* **DOCUMENT SECTION**
════════════════════

The subject of this research is the linguistic activity of discussion, and the criteria used in the assessment of discussion. I am specifically interested in the applicability of a feminist model of conversation to the assessment of discussion in Scottish Secondary Education, and I will be considering the extent to which discussion assessment in schools is influenced by gender-specific conversational norms.
The introduction of talk assessment into 16+ all-abilities public examinations in Scotland, England and Wales is a relatively recent pedagogic development, and there has been interest amongst linguists in monitoring its progress, with the intention of making available to educationalists any knowledge about language developed in linguistics which may assist with teaching and assessing talk (eg. Brown and Yule 1985, Jenkins and Cheshire 1990, Swann et al.1992). The incorporation of linguistic knowledge into talk assessment has been limited, and it is notable that recent work within feminist linguistics, drawing attention to gender-based differences in conversational style, has not been taken into account as yet by the examining bodies. Given the evidence for gender differences in conversational styles, there is clearly a need for investigative studies into the implications of these differences for assessed discussions in the classroom, and this is the area in which my research is situated. Recent work by Jenkins and Cheshire (1991, 1992) also addresses these issues, and I place my work, and my results, in the context of theirs.

════════════════════

* **DIRECTIONS**
Carry on the research introduction on gender and the assessment of classroom discussion, beginning right after its final sentence.

════════════════════

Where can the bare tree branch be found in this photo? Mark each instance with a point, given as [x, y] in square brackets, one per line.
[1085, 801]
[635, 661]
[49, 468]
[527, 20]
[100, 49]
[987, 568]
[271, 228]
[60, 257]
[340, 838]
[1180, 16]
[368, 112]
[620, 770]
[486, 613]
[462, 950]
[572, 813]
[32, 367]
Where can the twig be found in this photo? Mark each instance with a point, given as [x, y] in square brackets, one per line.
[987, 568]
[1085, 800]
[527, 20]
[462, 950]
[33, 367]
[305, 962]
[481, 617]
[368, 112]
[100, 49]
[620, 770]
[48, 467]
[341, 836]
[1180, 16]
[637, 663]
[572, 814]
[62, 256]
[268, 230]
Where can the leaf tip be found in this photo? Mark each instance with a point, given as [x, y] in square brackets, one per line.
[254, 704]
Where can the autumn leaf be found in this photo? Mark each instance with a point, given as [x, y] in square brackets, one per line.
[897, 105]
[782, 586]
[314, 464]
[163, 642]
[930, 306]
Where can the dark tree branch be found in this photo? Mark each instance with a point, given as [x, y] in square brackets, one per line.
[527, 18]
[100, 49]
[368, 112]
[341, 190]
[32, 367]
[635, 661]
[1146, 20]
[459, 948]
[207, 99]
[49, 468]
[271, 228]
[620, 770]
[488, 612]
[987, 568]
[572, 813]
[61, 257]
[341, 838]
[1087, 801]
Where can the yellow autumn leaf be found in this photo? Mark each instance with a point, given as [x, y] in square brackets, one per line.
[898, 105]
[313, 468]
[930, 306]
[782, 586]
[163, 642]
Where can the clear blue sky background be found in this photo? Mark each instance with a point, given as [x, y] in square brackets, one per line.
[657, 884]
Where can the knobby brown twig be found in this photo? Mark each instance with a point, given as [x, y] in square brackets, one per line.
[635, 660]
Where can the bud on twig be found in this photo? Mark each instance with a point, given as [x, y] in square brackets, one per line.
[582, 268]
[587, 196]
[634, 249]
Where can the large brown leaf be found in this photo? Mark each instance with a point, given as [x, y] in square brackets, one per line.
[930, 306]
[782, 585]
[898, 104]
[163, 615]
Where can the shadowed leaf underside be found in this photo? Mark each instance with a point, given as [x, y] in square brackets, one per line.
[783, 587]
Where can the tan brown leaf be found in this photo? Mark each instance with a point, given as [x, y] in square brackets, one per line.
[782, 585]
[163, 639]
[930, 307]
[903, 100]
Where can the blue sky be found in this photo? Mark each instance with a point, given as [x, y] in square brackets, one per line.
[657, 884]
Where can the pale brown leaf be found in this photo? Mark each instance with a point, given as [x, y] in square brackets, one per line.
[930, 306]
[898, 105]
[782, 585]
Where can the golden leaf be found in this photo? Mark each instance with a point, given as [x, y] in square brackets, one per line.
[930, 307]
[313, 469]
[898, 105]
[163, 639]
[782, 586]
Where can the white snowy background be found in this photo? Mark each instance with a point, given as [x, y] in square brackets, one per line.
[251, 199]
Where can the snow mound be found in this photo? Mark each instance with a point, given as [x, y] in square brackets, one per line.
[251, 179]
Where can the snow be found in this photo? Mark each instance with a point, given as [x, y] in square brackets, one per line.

════════════════════

* **TASK OUTPUT**
In this thesis, I aim to test the applicability of a model of co-operative / competitive talk, as defined by Jennifer Coates in 'Gossip revisited' (1989a) and other publications, to the assessment of discussion. The questions I set out to address in this study are as follows:
My linguistic data consists of classroom discussions which took place in Scottish secondary school English lessons. These were recorded on video on behalf of the S.E.B. as part of their material for training secondary school teachers in the assessment of discussion at Standard Grade. I have concentrated on the discussions shown in the film Young People Talking, commissioned by the S.E.B. and produced by Jordanhill College. This film was part of a package which also included the S.E.B.'s analysis of the discussions featured and the levels/grades which they estimated the speakers shown in the film to have achieved. I am very grateful to the S.E.B. for making this material available to me.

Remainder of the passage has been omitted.